WHAT IS NEEDED: Please restate word for word, and with nothing added, the lines that run from the one holding "Provide the mask of every instance of the blue" to the end of the entries below.

INFORMATION:

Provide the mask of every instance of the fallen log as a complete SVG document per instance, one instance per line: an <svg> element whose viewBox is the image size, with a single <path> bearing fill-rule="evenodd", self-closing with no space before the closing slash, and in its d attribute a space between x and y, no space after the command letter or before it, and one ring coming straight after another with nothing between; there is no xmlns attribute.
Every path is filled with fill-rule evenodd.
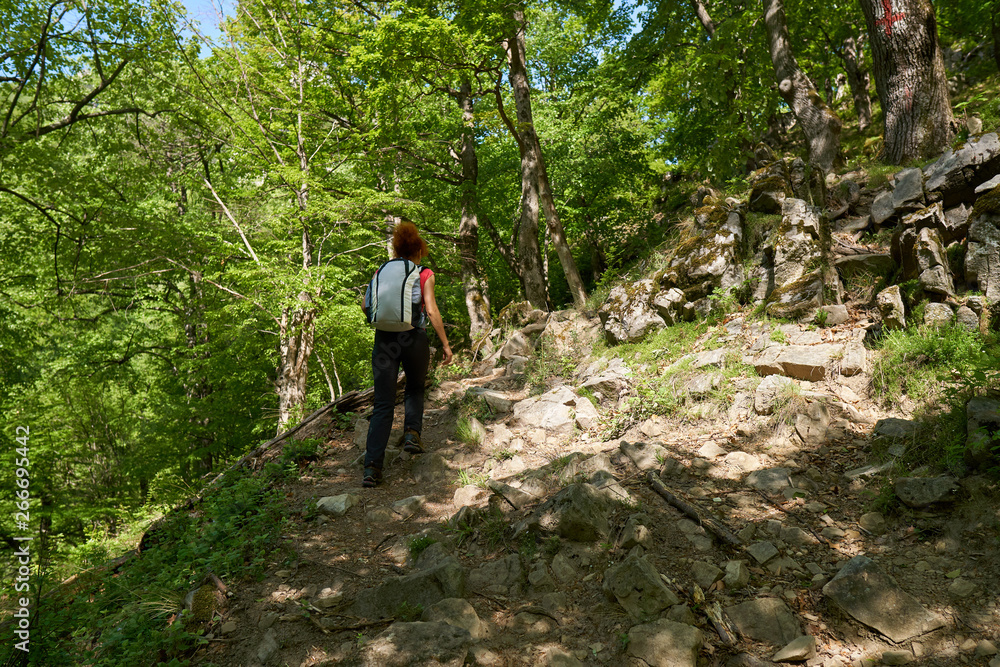
<svg viewBox="0 0 1000 667"><path fill-rule="evenodd" d="M725 544L734 547L743 546L743 540L734 535L732 531L726 528L721 521L712 517L703 517L698 513L698 510L695 509L693 505L684 502L671 493L667 487L663 485L663 482L660 481L660 478L655 472L650 471L646 478L649 480L649 485L653 487L653 490L656 491L660 497L679 509L681 513L689 519L697 523L699 526L702 526L705 530L712 533L712 535Z"/></svg>

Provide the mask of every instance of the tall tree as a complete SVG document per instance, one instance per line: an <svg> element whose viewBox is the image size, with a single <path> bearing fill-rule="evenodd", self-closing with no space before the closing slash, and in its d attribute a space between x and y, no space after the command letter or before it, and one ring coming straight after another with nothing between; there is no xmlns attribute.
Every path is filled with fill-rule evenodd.
<svg viewBox="0 0 1000 667"><path fill-rule="evenodd" d="M577 307L582 307L586 303L587 292L576 267L576 261L573 259L569 243L566 241L566 232L552 196L552 186L549 183L548 171L545 167L545 157L531 110L531 83L528 79L527 55L525 53L523 8L515 6L512 16L513 21L504 40L504 47L507 50L508 73L517 114L517 127L511 131L515 135L518 148L521 151L521 235L523 237L530 234L532 228L538 229L538 202L540 200L546 225L552 238L552 245L555 246L559 256L559 263L562 265L570 293L573 295L573 302ZM526 253L532 252L531 248L524 247L529 243L530 239L525 239L522 244L522 249ZM538 289L538 285L534 282L530 287L531 291L528 292L529 285L526 278L525 291L528 292L528 300L534 306L542 307L545 303L541 300L542 290Z"/></svg>
<svg viewBox="0 0 1000 667"><path fill-rule="evenodd" d="M930 0L860 1L882 103L885 160L901 164L941 152L954 136L954 118L934 6Z"/></svg>
<svg viewBox="0 0 1000 667"><path fill-rule="evenodd" d="M805 133L809 162L827 172L840 155L843 124L795 59L782 0L764 0L764 25L778 92Z"/></svg>

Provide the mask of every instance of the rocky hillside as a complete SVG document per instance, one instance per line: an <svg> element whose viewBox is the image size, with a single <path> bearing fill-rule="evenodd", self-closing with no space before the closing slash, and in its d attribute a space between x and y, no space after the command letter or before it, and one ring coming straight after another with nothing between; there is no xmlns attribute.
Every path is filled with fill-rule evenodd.
<svg viewBox="0 0 1000 667"><path fill-rule="evenodd" d="M703 189L599 316L508 308L377 489L363 418L303 429L326 444L286 549L217 596L195 663L1000 665L1000 401L973 392L957 451L917 466L943 427L874 377L914 319L988 335L1000 142L884 189L810 180Z"/></svg>

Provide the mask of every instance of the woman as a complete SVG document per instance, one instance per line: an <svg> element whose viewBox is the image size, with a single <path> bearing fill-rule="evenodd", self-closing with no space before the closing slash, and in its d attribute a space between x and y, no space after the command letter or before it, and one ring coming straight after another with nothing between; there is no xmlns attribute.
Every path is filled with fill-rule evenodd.
<svg viewBox="0 0 1000 667"><path fill-rule="evenodd" d="M404 220L392 235L392 249L397 258L419 264L427 256L427 243L420 238L416 226ZM392 430L392 416L396 403L396 377L402 365L406 374L403 422L403 451L420 454L424 451L420 432L424 420L424 385L430 364L430 344L427 340L427 322L431 323L444 346L444 364L451 363L451 346L444 332L444 322L434 300L434 272L418 267L420 279L413 289L413 308L418 317L407 331L375 330L375 347L372 350L372 375L375 384L375 407L368 425L365 449L365 472L361 480L364 487L373 487L382 481L385 447ZM381 271L381 269L379 269ZM418 305L419 304L419 305Z"/></svg>

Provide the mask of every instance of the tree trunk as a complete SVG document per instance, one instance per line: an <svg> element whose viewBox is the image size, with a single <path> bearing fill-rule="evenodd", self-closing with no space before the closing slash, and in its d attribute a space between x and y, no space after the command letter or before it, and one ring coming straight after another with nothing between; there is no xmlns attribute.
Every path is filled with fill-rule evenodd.
<svg viewBox="0 0 1000 667"><path fill-rule="evenodd" d="M524 295L535 308L548 310L548 291L542 276L542 253L538 247L538 154L534 149L534 128L531 125L531 98L528 72L522 50L520 33L523 17L514 11L514 34L504 45L507 49L510 87L514 91L514 108L517 115L517 147L521 152L521 221L518 227L517 254L521 263L521 284ZM530 136L529 136L530 133Z"/></svg>
<svg viewBox="0 0 1000 667"><path fill-rule="evenodd" d="M552 187L549 184L548 171L545 169L542 144L535 131L534 116L531 112L531 87L528 83L524 46L524 12L520 8L514 10L514 29L515 34L507 40L507 53L510 61L511 88L514 92L514 108L517 111L518 132L521 135L521 178L523 182L523 179L529 176L537 184L538 197L541 199L545 211L548 231L552 238L552 244L556 248L556 254L559 256L559 263L562 265L566 282L569 284L570 293L573 295L573 303L578 308L582 308L587 301L587 291L583 286L583 279L580 278L580 271L576 268L573 253L566 242L566 233L563 230L562 220L559 218L559 211L556 209L555 199L552 197ZM530 174L523 172L523 167L526 164L525 154L531 154L531 158L527 161L531 167ZM523 231L522 219L522 233Z"/></svg>
<svg viewBox="0 0 1000 667"><path fill-rule="evenodd" d="M884 159L930 157L954 135L944 60L930 0L861 0L882 102Z"/></svg>
<svg viewBox="0 0 1000 667"><path fill-rule="evenodd" d="M1000 0L993 2L993 60L1000 70Z"/></svg>
<svg viewBox="0 0 1000 667"><path fill-rule="evenodd" d="M864 49L859 47L854 37L845 39L841 60L847 72L847 85L851 87L854 111L858 114L858 129L864 132L872 124L872 98L868 95L871 75L864 66Z"/></svg>
<svg viewBox="0 0 1000 667"><path fill-rule="evenodd" d="M309 355L313 349L316 310L312 299L302 292L303 306L281 311L280 366L278 367L278 433L292 421L303 416L306 402L306 380L309 378Z"/></svg>
<svg viewBox="0 0 1000 667"><path fill-rule="evenodd" d="M806 135L809 162L828 172L840 154L840 118L819 96L816 87L795 60L782 0L764 0L764 26L778 92Z"/></svg>
<svg viewBox="0 0 1000 667"><path fill-rule="evenodd" d="M472 84L465 80L458 93L462 108L462 221L458 226L462 258L462 287L469 311L469 336L479 340L492 328L490 297L486 281L479 271L479 160L476 157L475 121L472 113Z"/></svg>

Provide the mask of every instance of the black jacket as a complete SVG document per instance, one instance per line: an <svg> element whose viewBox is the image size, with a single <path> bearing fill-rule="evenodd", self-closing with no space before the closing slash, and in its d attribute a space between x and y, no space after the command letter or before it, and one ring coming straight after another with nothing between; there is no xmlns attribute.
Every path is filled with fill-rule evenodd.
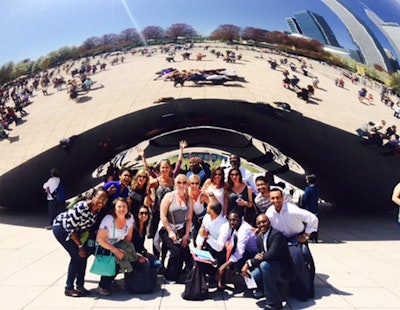
<svg viewBox="0 0 400 310"><path fill-rule="evenodd" d="M267 238L267 248L264 248L263 236L260 234L257 238L258 253L263 253L262 261L272 262L279 261L281 265L281 276L285 280L291 280L294 276L294 265L289 253L286 237L274 228L269 229ZM262 262L260 260L251 259L252 267L258 267Z"/></svg>

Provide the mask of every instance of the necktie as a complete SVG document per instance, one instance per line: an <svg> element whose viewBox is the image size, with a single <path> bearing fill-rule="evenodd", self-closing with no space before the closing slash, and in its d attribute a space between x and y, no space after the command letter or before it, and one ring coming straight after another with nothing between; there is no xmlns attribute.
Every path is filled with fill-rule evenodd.
<svg viewBox="0 0 400 310"><path fill-rule="evenodd" d="M237 244L237 233L236 231L232 232L231 239L229 240L228 247L226 249L226 260L229 260L231 255L236 251L236 244Z"/></svg>

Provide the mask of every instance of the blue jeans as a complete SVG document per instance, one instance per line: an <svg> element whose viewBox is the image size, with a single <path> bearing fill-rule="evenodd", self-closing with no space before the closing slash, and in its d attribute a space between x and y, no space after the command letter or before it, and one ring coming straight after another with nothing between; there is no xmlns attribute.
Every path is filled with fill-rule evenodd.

WORKED SOLUTION:
Provide the mask of every instance of the blue jeans as a complete SVG document per instance, one instance per line: an <svg> element whose viewBox is the image size, with a single <path> bearing fill-rule="evenodd", self-closing with no space before the closing slash, and in its d attribute a space between x and y, no space after the command letter or before it, and one ring coming straight after another with nothing between; there is no xmlns attribute.
Every path is filled with fill-rule evenodd.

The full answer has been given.